:: Input records

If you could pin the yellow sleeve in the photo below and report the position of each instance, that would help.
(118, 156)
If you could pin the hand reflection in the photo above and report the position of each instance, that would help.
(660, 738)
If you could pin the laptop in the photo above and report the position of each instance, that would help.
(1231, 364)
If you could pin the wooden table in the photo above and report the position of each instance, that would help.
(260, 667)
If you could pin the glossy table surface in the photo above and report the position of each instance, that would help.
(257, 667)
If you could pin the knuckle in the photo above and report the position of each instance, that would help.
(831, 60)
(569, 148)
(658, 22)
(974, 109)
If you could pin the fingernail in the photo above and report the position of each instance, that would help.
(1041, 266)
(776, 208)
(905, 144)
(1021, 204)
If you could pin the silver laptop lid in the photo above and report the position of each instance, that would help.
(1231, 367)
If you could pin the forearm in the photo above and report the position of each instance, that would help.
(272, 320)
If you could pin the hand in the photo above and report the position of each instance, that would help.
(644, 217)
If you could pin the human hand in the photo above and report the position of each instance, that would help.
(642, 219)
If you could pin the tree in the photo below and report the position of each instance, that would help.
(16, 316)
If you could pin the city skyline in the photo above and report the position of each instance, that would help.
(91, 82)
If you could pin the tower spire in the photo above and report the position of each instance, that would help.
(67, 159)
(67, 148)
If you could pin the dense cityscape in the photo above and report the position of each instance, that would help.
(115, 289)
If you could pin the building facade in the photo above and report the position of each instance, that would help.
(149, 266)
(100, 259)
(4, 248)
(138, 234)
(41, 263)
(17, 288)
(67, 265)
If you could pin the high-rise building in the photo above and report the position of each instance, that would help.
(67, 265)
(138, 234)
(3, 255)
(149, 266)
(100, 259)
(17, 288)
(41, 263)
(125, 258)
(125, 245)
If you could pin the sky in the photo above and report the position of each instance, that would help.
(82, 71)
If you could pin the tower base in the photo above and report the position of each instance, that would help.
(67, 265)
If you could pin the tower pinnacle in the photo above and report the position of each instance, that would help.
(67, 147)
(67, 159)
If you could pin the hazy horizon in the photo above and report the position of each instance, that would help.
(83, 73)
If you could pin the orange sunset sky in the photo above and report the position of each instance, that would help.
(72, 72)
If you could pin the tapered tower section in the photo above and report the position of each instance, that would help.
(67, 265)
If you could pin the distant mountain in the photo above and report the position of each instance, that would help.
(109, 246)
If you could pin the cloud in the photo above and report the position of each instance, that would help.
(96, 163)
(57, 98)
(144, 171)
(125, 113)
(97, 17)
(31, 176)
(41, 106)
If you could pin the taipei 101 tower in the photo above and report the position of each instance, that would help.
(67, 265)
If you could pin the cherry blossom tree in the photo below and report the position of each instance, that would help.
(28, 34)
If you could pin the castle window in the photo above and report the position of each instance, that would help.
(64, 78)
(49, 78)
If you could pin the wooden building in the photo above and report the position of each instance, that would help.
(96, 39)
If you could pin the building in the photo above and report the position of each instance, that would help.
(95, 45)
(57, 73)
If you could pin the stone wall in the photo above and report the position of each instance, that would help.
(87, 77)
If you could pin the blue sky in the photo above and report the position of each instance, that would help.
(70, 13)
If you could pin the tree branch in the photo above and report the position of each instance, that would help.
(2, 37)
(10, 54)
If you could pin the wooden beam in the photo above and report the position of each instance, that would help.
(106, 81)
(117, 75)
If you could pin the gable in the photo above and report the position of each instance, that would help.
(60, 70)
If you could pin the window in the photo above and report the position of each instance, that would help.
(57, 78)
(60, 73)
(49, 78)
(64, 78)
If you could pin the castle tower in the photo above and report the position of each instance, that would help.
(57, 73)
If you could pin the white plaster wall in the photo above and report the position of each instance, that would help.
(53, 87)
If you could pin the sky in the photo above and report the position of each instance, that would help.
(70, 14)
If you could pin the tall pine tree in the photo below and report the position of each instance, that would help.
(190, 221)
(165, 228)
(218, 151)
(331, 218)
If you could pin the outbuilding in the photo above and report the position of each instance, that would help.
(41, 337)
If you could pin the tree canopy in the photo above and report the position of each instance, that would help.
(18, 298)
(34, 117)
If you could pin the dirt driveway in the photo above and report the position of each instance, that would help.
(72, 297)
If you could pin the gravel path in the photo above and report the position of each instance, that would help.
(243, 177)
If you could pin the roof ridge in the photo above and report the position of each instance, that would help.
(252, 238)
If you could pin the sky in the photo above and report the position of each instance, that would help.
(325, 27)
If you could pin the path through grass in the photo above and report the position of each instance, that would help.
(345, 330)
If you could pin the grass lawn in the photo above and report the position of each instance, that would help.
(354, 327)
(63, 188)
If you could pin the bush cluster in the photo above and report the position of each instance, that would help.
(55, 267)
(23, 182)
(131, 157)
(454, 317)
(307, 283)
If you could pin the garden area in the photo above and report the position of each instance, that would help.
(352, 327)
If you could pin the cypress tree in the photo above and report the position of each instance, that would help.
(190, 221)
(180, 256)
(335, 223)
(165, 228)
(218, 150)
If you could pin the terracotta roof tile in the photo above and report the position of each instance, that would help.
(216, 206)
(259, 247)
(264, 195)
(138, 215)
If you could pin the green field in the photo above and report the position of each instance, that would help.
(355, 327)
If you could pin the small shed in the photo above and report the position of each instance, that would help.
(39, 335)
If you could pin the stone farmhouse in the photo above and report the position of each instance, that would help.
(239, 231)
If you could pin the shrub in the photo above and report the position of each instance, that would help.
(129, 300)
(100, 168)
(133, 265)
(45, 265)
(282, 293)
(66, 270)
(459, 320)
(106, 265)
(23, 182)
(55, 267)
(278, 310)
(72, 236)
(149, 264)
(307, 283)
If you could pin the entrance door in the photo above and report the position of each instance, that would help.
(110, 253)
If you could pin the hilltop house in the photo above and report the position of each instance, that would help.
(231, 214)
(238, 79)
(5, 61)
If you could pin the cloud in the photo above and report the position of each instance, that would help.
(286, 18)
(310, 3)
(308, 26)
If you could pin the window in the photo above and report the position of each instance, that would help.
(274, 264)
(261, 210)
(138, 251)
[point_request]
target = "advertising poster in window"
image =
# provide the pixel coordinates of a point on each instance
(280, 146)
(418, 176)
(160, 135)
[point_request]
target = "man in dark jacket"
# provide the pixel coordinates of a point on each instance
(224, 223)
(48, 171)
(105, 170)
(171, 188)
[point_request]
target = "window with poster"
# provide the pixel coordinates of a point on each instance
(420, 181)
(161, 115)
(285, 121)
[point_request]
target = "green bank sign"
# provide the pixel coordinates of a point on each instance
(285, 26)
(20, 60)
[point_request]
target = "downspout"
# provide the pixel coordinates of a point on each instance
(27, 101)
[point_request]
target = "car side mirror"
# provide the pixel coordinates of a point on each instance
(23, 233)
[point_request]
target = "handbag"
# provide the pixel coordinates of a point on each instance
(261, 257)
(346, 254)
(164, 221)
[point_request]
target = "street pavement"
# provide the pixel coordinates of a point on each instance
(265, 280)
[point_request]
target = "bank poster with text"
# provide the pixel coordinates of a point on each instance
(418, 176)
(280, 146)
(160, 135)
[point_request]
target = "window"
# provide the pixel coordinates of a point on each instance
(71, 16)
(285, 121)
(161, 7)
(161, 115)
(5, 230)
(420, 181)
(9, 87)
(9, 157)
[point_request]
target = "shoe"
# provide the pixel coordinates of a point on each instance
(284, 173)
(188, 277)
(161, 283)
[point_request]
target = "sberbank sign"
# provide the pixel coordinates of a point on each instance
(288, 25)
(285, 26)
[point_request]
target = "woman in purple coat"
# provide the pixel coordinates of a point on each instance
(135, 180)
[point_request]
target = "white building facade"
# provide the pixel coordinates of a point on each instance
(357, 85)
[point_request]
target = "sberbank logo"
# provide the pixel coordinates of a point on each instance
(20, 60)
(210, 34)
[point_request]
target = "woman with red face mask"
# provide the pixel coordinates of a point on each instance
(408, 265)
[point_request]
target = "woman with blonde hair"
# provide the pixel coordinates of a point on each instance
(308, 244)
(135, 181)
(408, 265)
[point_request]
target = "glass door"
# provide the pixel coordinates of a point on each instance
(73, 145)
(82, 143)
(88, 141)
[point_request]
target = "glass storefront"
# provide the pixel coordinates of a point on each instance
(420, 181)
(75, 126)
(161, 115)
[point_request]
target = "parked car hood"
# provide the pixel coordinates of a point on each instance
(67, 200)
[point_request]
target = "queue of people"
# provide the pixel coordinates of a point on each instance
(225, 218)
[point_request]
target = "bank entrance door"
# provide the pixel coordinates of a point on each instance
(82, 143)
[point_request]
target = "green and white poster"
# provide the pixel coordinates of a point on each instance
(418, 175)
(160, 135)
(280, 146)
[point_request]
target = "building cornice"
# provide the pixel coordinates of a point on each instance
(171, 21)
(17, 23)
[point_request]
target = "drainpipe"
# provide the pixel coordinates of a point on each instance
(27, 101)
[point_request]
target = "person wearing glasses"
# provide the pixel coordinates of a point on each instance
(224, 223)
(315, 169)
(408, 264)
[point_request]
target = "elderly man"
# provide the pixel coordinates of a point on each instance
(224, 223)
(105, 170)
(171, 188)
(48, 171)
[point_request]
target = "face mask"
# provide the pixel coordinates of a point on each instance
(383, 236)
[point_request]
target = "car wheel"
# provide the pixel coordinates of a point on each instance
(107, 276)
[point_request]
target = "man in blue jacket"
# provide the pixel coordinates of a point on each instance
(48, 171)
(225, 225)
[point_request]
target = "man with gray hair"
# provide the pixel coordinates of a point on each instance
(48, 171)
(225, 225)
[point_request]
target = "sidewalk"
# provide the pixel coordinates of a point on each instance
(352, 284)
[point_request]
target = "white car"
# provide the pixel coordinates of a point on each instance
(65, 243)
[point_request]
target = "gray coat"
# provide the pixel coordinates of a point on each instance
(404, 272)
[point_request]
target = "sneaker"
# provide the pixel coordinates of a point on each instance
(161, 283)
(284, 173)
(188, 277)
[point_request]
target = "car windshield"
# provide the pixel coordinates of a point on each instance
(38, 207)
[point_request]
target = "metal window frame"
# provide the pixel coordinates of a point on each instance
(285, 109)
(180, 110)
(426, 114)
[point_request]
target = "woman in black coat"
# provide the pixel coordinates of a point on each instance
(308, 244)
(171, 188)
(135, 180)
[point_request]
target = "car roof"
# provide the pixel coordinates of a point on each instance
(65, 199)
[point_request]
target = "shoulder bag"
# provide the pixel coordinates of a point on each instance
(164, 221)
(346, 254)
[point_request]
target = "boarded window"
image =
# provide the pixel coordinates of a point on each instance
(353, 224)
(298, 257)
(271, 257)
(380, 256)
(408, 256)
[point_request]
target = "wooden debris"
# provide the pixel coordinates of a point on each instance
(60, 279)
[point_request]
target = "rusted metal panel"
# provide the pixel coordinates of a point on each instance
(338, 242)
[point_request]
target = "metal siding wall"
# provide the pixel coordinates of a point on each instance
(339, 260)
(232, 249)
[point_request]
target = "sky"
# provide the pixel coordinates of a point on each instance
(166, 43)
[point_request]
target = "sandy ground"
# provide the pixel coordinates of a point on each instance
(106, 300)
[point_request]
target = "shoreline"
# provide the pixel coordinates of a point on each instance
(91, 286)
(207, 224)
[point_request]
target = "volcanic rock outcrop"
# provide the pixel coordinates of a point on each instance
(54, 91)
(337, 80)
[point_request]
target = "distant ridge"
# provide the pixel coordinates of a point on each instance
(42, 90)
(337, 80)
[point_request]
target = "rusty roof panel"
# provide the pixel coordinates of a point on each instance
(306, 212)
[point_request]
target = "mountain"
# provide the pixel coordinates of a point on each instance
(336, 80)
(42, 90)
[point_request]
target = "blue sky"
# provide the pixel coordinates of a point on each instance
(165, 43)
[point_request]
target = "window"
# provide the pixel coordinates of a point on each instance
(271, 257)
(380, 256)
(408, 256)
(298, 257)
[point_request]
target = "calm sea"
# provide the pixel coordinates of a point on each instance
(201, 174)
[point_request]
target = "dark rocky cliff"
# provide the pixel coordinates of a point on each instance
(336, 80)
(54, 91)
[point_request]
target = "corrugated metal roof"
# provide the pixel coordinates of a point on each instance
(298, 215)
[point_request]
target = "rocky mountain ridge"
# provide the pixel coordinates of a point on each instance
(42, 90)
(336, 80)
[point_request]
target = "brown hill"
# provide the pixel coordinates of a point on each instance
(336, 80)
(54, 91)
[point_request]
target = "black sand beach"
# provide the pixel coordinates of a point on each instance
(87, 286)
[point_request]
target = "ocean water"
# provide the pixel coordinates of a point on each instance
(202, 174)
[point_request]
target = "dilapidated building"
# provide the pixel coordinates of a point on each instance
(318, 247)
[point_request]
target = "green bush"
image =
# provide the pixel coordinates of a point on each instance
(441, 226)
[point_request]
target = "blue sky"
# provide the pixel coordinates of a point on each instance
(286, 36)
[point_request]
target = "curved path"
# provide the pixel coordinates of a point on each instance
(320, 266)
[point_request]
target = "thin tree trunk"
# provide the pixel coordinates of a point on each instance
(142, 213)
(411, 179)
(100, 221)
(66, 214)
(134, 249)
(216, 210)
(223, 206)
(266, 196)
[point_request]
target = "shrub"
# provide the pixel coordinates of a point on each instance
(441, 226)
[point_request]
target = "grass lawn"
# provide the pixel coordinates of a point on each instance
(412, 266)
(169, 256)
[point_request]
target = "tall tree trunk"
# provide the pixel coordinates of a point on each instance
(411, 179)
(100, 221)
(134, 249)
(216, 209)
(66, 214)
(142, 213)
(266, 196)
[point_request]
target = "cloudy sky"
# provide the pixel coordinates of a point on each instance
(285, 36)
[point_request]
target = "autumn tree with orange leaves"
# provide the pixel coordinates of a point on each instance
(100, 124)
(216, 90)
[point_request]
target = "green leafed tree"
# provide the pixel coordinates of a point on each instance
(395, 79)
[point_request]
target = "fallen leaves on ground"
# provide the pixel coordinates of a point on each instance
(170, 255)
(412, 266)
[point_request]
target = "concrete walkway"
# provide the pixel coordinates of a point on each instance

::::

# Assignment
Reproduce every line in the data that has the word "rocky" in it.

# Exercise output
target = "dark rocky cliff"
target = "rocky mountain ridge"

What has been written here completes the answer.